▶ [Exercise aim]: In everything from the line that contains "of the khaki" down to the line that contains "column 289, row 342", swap "site survey" for "field inspection" and leave the rest unchanged. Give back only those lines, and leave the pictures out.

Data items:
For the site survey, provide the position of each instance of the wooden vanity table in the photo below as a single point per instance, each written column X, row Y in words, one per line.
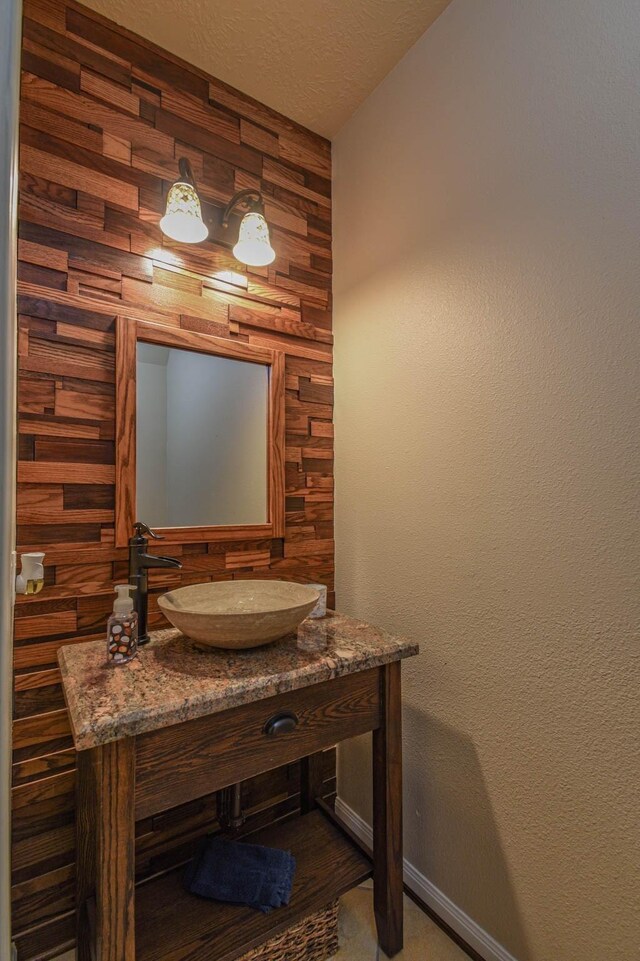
column 177, row 724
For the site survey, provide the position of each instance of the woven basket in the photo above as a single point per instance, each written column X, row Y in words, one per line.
column 313, row 939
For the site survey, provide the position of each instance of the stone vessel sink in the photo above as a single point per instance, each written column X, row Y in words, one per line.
column 238, row 614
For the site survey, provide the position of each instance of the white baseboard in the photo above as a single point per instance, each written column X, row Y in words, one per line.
column 475, row 936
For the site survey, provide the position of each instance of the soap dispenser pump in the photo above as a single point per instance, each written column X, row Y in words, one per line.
column 122, row 628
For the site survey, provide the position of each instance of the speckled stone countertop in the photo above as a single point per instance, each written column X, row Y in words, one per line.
column 172, row 681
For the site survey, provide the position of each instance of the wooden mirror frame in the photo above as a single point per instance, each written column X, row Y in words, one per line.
column 128, row 333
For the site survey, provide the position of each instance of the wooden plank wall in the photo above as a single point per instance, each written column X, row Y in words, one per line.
column 105, row 116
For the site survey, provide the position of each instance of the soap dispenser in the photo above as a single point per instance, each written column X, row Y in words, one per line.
column 122, row 628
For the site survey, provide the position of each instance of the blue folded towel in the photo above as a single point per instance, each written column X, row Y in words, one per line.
column 241, row 874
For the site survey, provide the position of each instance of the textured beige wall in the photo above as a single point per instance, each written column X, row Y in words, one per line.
column 487, row 281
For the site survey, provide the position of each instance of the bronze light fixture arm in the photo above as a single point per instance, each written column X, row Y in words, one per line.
column 249, row 196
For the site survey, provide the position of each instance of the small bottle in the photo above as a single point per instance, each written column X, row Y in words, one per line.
column 122, row 627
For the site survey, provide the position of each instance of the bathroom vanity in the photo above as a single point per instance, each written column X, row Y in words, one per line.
column 177, row 724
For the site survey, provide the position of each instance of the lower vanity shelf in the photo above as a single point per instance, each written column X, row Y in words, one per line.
column 177, row 726
column 174, row 925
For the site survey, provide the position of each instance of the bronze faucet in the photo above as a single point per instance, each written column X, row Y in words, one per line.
column 140, row 562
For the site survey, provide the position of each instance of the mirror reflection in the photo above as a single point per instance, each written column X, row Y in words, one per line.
column 201, row 439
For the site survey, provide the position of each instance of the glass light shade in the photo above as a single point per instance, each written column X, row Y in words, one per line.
column 253, row 247
column 183, row 217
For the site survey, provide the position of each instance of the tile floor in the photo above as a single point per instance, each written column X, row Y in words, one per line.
column 423, row 939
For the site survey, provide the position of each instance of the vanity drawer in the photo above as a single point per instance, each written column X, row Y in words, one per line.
column 188, row 760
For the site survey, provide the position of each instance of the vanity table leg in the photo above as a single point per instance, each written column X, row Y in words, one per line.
column 387, row 814
column 115, row 850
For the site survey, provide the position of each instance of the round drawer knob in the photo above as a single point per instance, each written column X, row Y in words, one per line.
column 282, row 723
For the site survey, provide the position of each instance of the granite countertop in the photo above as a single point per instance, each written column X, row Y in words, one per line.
column 172, row 681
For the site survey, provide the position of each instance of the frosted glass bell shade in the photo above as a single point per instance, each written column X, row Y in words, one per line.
column 183, row 217
column 253, row 247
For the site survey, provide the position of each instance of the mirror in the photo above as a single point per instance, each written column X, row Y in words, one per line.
column 201, row 439
column 199, row 435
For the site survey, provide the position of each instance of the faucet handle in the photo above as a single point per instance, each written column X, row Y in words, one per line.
column 142, row 529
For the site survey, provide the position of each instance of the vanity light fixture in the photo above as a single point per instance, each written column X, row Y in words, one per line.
column 183, row 216
column 253, row 246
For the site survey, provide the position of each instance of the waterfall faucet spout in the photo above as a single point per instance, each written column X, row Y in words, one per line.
column 140, row 562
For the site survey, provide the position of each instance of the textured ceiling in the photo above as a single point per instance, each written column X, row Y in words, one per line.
column 313, row 60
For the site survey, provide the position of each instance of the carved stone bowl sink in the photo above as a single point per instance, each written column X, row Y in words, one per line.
column 238, row 614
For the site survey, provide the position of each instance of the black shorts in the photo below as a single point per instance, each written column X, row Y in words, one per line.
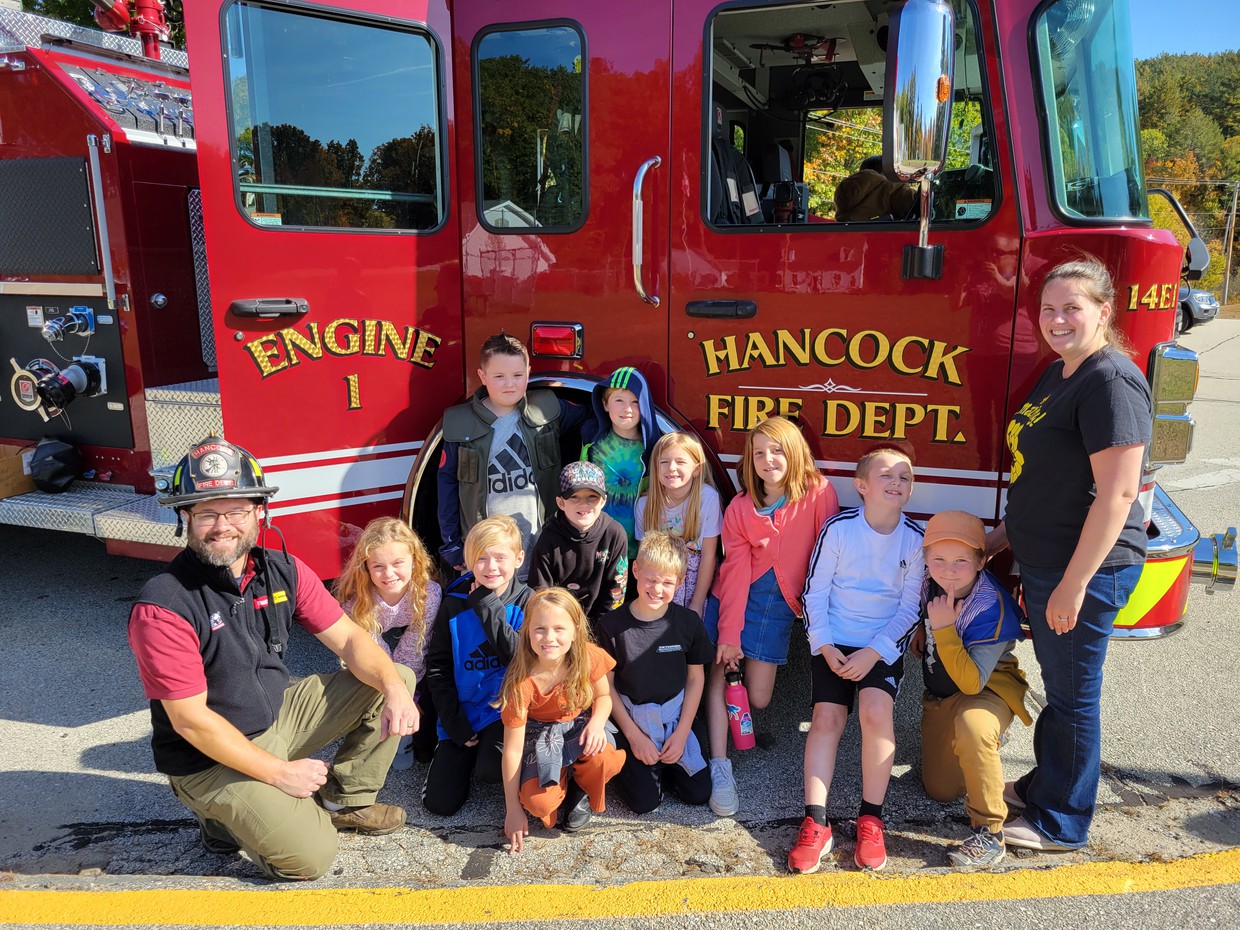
column 826, row 687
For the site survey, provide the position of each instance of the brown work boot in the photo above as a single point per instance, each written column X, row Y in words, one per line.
column 372, row 820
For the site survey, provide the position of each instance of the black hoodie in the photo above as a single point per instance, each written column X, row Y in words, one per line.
column 592, row 564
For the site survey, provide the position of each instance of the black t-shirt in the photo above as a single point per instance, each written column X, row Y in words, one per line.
column 1105, row 403
column 652, row 656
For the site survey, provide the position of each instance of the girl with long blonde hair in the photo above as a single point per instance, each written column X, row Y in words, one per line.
column 387, row 585
column 554, row 704
column 682, row 501
column 769, row 532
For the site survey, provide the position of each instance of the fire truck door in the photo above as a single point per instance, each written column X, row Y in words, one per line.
column 568, row 102
column 334, row 254
column 784, row 301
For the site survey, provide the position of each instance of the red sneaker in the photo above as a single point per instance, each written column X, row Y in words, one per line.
column 812, row 843
column 871, row 848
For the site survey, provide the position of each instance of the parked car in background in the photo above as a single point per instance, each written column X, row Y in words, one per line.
column 1195, row 306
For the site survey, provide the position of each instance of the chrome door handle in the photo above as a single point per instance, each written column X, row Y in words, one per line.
column 636, row 230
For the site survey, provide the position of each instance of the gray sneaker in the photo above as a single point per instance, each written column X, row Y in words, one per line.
column 981, row 851
column 724, row 800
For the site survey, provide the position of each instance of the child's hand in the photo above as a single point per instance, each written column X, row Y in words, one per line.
column 516, row 828
column 673, row 748
column 918, row 644
column 943, row 611
column 857, row 665
column 835, row 657
column 644, row 749
column 728, row 655
column 593, row 738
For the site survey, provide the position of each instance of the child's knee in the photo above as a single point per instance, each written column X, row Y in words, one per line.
column 977, row 728
column 876, row 712
column 828, row 719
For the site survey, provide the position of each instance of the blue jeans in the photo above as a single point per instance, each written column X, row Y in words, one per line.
column 1062, row 789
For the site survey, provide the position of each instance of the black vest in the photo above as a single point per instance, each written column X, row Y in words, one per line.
column 241, row 639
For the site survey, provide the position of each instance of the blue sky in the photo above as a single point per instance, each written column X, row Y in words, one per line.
column 1184, row 26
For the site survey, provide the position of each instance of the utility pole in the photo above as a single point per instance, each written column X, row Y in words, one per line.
column 1229, row 237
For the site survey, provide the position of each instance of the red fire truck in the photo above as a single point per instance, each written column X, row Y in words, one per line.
column 304, row 244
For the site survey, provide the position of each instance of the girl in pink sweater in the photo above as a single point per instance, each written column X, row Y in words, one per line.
column 769, row 531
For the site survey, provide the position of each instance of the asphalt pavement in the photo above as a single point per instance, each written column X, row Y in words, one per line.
column 81, row 806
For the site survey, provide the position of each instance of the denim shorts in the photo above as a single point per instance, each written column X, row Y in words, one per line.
column 768, row 621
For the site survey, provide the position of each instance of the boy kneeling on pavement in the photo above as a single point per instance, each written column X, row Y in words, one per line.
column 974, row 686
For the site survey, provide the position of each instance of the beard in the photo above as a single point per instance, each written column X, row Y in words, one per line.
column 220, row 556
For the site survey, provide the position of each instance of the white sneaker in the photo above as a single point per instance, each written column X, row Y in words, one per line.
column 403, row 759
column 724, row 800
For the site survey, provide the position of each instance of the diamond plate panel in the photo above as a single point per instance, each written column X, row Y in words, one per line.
column 181, row 414
column 29, row 30
column 141, row 520
column 72, row 511
column 202, row 280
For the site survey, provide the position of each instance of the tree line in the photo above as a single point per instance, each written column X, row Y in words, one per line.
column 1191, row 132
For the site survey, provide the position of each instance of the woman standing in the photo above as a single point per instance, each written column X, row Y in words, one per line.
column 1076, row 531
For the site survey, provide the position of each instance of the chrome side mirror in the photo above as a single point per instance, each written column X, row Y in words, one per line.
column 916, row 112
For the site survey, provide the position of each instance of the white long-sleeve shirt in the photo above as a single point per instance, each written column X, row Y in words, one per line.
column 864, row 588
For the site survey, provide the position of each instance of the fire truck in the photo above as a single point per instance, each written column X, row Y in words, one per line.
column 303, row 244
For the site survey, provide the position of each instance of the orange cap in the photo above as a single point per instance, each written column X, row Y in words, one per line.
column 955, row 525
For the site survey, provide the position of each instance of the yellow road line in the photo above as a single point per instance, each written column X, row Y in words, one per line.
column 282, row 905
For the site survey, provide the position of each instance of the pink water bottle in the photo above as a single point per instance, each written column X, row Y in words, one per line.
column 739, row 718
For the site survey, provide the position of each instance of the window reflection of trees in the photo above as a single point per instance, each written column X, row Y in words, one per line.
column 532, row 151
column 403, row 170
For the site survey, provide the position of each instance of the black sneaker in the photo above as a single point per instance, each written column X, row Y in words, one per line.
column 216, row 843
column 981, row 851
column 577, row 809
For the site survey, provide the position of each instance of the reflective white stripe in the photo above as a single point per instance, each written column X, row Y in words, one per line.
column 272, row 461
column 335, row 502
column 326, row 480
column 919, row 471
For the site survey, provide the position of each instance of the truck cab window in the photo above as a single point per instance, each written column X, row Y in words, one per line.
column 806, row 84
column 335, row 123
column 1089, row 88
column 531, row 128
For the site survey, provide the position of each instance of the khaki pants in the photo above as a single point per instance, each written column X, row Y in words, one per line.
column 960, row 753
column 293, row 837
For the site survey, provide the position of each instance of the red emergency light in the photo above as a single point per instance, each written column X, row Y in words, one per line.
column 557, row 340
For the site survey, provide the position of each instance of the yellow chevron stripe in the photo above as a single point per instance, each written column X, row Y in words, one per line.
column 1156, row 579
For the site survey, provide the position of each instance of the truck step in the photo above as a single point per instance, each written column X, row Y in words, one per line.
column 181, row 414
column 107, row 511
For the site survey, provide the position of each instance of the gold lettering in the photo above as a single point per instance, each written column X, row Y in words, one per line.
column 876, row 420
column 944, row 361
column 424, row 350
column 785, row 345
column 831, row 411
column 727, row 355
column 758, row 349
column 943, row 417
column 820, row 346
column 263, row 351
column 310, row 345
column 391, row 336
column 331, row 337
column 370, row 337
column 882, row 349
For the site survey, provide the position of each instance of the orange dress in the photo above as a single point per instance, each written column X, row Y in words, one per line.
column 592, row 773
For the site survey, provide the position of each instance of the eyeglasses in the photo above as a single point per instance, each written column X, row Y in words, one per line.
column 207, row 518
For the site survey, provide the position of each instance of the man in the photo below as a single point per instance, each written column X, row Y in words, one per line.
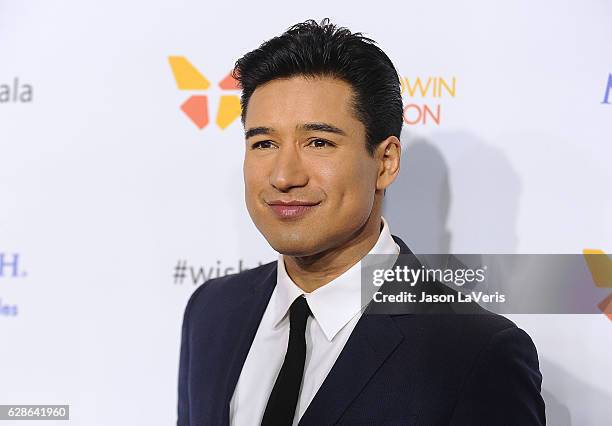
column 289, row 342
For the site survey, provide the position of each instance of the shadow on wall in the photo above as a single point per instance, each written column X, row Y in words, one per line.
column 564, row 384
column 454, row 193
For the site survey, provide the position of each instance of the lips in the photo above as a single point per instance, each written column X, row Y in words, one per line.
column 291, row 209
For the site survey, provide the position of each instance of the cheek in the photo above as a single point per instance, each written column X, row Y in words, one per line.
column 352, row 183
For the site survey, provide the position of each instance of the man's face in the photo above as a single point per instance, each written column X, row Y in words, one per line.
column 305, row 145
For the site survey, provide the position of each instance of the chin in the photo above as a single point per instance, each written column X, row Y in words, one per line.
column 293, row 245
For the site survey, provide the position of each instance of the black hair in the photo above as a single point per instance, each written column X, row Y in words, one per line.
column 315, row 50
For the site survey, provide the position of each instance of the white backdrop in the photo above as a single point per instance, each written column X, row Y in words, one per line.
column 106, row 185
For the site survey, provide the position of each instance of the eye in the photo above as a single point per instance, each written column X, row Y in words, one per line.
column 320, row 143
column 262, row 145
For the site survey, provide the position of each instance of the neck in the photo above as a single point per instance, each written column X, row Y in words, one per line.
column 312, row 272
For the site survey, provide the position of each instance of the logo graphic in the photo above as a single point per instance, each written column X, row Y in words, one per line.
column 15, row 92
column 600, row 266
column 608, row 90
column 429, row 87
column 9, row 266
column 188, row 77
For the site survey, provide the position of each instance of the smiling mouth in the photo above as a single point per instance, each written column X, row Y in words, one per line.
column 292, row 210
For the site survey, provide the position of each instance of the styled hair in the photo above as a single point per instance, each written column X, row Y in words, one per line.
column 311, row 49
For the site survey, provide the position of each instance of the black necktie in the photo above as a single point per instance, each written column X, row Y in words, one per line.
column 280, row 409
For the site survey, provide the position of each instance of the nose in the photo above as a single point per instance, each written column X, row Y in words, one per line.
column 289, row 170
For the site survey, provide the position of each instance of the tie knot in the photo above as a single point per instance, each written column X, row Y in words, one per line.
column 298, row 313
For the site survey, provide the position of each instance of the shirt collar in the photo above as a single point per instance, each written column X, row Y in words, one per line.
column 335, row 303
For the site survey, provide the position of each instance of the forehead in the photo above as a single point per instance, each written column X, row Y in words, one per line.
column 289, row 101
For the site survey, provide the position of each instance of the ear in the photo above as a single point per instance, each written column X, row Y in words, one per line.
column 388, row 154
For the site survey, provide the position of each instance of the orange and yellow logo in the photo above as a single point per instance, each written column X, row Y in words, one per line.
column 600, row 266
column 188, row 77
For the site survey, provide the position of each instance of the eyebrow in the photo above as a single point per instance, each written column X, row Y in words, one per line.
column 320, row 127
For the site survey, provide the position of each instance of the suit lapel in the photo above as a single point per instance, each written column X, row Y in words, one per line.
column 374, row 338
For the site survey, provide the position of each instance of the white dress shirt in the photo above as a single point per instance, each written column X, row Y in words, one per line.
column 336, row 307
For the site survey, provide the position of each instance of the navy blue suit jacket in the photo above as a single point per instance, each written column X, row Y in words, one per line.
column 395, row 369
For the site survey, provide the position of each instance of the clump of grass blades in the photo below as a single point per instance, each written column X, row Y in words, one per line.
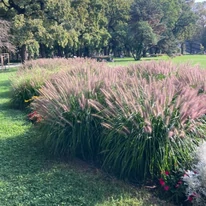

▶ [Result of this exercise]:
For the field inspection, provide the position of each instance of the khaki pants in the photo above as a single point per instance, each written column X, row Y in words, one per line.
column 960, row 753
column 293, row 837
For the field inspection, provide the position of each instance of the red emergency light in the photo above as a single point per instance, each written column X, row Y in words, one per line.
column 557, row 340
For the field inspection, provide the position of each instance of the yellow chevron stripe in the photo above as a single point per instance, each written column X, row Y in words, one per line.
column 1156, row 579
For the field inspection, provide the position of each instance of the truck step in the photo above as a single point per instance, each written column X, row Y in words, one per line.
column 181, row 414
column 107, row 511
For the field inspection, provide the position of each instance of the gold lettering in the photo above as a single point per instance, each written column X, row Y in words, one per line.
column 876, row 420
column 944, row 361
column 424, row 350
column 785, row 345
column 831, row 411
column 727, row 355
column 758, row 349
column 943, row 417
column 820, row 346
column 263, row 351
column 310, row 345
column 391, row 336
column 331, row 337
column 370, row 337
column 882, row 349
For the field inspection, provide the position of each instance of the orange dress in the photo above as a single point per instance, each written column X, row Y in words, one per line.
column 592, row 773
For the field inspection, provide the position of each instance of the eyeglasses in the photo above as a single point per instance, each written column X, row Y in words, one per line.
column 207, row 518
For the field inspection, provide the position of each instance of the man in the photo below as a single point per instance, each written column X, row Y in words, one per line.
column 289, row 342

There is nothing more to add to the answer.